START Dataset entries
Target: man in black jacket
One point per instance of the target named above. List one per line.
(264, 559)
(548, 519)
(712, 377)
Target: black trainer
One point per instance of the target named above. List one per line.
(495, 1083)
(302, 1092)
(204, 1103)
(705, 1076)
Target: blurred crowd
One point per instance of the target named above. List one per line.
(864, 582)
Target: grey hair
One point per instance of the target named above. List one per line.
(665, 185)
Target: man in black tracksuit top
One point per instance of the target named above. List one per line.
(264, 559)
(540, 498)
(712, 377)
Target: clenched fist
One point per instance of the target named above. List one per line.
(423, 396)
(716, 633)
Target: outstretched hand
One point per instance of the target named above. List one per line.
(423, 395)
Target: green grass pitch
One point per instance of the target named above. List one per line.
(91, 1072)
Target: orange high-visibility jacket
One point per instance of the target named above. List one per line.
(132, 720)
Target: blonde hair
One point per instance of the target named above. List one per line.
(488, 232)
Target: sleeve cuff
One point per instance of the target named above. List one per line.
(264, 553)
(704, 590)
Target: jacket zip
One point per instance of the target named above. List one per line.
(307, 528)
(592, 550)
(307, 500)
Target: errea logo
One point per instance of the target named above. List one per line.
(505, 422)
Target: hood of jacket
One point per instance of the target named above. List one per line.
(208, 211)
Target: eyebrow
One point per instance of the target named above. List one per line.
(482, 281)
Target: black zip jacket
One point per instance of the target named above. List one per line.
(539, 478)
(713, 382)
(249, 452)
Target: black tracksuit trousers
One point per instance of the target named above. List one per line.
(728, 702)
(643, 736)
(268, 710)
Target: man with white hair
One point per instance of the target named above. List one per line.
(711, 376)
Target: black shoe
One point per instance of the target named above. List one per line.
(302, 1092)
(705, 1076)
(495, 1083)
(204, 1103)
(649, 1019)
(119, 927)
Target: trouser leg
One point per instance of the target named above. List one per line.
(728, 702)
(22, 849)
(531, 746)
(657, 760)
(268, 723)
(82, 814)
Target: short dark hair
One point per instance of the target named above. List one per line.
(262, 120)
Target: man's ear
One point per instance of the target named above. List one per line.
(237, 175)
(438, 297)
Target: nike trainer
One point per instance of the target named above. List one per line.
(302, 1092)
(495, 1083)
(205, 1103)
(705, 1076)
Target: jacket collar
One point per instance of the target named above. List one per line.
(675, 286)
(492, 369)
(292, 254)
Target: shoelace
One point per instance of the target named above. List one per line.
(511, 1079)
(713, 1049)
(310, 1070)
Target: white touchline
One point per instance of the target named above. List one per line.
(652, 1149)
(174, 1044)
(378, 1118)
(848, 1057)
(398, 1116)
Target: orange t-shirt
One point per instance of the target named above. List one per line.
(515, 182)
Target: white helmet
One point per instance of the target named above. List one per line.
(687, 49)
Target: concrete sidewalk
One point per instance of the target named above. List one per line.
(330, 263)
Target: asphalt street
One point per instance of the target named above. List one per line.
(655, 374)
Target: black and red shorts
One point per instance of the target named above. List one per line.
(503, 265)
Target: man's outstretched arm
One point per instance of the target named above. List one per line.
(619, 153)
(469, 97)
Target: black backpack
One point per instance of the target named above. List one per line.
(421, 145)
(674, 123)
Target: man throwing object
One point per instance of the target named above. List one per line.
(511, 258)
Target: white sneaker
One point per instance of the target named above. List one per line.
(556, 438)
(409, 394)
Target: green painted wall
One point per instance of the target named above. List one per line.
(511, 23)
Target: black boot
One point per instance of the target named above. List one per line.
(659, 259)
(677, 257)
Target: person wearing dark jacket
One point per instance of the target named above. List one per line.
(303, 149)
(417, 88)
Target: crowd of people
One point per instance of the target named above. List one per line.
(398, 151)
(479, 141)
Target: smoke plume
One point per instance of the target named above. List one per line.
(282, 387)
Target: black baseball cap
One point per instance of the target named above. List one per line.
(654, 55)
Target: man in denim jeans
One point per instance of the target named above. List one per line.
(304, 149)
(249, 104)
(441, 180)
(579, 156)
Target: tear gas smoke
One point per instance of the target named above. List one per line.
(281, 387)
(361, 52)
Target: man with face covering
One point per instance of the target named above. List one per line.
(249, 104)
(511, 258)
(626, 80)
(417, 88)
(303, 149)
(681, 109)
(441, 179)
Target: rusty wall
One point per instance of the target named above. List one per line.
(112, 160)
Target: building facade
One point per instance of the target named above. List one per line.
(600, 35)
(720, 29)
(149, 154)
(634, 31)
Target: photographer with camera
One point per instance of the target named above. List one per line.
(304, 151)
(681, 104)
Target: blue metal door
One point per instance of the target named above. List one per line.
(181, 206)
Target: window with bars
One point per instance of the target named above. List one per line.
END Dataset entries
Prompt: Once you find the line with "Target: orange high-visibility jacket" in the entries above, output it and each line after it up to and including the line with "Target: black zip jacket", and nothing else.

Answer space:
Target: orange high-visibility jacket
One point per instance of the target named above. List one per line.
(132, 720)
Target: blonde hair
One point per instance of the target named above. List one per line.
(488, 232)
Target: sleeve cuff
One point per instance of the target named above. List one per line.
(264, 553)
(704, 590)
Target: jacket zip
One point per instance of the target named above. List one per line.
(307, 528)
(592, 550)
(307, 500)
Target: errea logo
One point per instance of the target named above. List one per line.
(505, 422)
Target: hood of jacket
One point per instance of the target named above. List one per line.
(208, 211)
Target: eyebrow
One point per instance of the target named above. List one per line.
(482, 281)
Target: black zip jacket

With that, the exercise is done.